__TASK DIRECTIONS__
Please set down the line that contains "Target: boy in blue shirt" and every line below it through the last, exactly as written, with no other lines.

Start of Block

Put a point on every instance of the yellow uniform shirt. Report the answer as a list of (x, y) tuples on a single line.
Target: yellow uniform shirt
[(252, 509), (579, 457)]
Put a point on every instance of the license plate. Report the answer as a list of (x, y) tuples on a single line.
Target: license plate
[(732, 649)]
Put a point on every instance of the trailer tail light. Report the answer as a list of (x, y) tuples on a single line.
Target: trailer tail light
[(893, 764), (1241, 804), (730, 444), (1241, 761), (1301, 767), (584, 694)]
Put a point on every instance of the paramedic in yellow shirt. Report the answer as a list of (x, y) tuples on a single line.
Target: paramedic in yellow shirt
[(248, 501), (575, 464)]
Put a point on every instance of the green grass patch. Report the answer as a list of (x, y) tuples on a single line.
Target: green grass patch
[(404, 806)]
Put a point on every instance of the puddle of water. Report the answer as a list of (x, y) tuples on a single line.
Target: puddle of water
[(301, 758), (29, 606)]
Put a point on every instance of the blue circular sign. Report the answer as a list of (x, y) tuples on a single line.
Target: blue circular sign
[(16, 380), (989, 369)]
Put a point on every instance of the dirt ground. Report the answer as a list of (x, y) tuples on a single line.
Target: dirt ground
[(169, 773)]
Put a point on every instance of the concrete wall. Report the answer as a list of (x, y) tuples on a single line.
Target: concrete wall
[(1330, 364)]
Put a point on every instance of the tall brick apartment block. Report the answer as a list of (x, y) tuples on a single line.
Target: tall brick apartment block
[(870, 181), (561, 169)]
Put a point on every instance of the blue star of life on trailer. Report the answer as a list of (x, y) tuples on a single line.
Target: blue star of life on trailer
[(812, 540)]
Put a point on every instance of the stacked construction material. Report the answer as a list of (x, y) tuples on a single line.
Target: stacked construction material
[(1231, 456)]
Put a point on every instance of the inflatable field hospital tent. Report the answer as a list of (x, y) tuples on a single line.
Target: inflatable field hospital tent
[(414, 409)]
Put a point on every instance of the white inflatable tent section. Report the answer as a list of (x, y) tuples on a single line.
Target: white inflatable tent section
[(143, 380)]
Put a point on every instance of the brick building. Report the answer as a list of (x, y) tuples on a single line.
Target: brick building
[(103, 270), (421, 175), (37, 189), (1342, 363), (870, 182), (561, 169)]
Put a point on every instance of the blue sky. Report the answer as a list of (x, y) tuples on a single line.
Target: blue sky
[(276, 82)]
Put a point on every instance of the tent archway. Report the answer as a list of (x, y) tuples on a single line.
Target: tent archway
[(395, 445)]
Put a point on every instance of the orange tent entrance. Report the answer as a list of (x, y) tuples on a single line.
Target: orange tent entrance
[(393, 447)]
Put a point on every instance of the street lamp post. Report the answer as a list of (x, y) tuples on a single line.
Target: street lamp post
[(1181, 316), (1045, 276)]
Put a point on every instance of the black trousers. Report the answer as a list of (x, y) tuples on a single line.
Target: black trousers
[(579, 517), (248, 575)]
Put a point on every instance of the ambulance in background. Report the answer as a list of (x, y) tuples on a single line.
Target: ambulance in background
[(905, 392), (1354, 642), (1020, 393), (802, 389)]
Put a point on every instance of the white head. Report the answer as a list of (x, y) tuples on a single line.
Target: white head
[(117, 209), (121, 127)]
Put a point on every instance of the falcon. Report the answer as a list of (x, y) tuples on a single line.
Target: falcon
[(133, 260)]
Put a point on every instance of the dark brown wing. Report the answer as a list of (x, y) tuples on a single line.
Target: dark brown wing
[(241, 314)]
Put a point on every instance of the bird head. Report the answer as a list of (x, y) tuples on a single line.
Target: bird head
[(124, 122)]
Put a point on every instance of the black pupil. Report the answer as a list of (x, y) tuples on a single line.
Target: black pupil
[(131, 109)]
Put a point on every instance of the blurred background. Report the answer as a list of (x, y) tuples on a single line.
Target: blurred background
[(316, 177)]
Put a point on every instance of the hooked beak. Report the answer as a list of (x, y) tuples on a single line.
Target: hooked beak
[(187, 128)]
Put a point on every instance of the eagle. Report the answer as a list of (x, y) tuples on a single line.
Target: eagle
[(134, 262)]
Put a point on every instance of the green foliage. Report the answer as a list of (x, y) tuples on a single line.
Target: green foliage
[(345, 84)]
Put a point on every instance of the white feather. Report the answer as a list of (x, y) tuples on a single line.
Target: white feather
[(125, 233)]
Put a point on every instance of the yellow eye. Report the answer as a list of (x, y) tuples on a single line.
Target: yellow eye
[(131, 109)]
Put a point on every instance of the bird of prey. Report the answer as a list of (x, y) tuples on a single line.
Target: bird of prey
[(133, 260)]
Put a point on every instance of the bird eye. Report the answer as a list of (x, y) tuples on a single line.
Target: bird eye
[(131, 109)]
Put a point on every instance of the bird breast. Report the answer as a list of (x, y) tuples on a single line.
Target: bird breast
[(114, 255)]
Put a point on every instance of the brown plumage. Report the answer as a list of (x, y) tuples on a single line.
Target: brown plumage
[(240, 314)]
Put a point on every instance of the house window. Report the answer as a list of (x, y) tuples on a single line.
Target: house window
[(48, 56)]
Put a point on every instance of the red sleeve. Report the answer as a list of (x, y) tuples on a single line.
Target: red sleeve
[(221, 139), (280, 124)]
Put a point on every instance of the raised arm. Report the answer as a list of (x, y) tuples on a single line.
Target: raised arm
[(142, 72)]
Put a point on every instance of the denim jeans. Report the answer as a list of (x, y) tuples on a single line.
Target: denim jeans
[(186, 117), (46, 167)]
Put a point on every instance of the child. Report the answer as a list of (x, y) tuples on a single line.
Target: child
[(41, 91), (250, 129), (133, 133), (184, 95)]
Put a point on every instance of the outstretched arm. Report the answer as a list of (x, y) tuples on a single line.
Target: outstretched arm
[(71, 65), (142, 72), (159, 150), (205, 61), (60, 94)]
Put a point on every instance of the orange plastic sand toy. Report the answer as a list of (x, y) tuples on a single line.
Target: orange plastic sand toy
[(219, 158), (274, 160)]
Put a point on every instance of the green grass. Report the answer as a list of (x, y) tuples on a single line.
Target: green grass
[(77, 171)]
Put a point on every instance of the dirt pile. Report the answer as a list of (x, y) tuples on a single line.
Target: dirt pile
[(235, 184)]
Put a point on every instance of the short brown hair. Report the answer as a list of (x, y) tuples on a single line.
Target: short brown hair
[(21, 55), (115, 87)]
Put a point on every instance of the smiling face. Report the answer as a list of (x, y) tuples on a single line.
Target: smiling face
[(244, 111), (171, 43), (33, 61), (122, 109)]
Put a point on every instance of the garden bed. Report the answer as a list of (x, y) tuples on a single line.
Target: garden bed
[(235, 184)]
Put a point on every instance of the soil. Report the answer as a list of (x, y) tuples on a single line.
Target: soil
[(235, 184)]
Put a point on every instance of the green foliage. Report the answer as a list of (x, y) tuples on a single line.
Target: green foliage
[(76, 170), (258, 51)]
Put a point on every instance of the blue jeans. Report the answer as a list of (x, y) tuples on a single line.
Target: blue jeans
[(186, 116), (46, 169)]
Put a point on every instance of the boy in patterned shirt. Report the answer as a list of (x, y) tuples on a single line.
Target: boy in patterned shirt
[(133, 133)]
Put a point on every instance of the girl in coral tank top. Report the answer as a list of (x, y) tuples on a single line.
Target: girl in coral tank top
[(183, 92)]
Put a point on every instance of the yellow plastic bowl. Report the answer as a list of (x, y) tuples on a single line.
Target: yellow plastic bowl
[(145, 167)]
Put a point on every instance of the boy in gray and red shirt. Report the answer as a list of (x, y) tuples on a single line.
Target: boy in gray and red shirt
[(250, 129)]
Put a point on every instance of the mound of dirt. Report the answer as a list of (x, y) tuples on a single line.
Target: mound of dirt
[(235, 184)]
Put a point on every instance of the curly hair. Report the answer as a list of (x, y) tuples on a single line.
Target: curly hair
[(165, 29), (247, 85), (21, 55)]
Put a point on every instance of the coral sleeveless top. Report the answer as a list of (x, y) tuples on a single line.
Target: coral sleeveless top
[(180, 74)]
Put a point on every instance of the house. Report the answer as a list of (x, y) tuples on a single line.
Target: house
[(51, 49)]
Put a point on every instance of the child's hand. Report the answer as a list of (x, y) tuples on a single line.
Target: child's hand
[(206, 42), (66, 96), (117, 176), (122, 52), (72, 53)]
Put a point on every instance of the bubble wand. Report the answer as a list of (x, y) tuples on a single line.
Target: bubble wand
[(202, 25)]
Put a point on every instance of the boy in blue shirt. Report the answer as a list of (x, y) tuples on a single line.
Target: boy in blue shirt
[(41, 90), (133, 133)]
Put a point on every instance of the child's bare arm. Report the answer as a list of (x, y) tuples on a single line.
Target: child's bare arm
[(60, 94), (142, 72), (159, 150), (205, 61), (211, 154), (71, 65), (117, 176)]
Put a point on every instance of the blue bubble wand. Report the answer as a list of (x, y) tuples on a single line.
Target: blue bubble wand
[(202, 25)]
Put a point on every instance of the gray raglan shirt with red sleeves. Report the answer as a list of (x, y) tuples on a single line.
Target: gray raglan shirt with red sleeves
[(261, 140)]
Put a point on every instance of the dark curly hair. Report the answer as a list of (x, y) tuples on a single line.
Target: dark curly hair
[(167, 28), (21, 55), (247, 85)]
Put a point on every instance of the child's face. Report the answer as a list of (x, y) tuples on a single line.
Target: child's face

End of Block

__SOLUTION TO THE PROBLEM__
Target: boy in blue shirt
[(41, 90), (133, 133)]
Put a point on every instance of the child's bare arm. Report the answer as a list of (x, y) tuples on a single line.
Target: child's bare arm
[(60, 94), (142, 72), (159, 150), (205, 61), (211, 154), (71, 65), (117, 176)]
Put a point on every instance of the blue bubble wand. Report the answer as a list of (x, y) tuples on a single line.
Target: blue bubble wand
[(202, 25)]
Put a point on every instance of the gray raglan shirt with red sleeves. Report the answer as a list of (x, y) tuples on a single line.
Target: gray raglan shirt with red sleeves
[(261, 140)]
Put a point on every instance of the dark curly hair. Report the answer as a list of (x, y) tuples on a single line.
Target: dark curly hair
[(167, 28), (21, 55), (247, 85)]
Put a point on every instance of the child's face. Report the answer as a list of (x, y) tuples on a single line.
Target: child's face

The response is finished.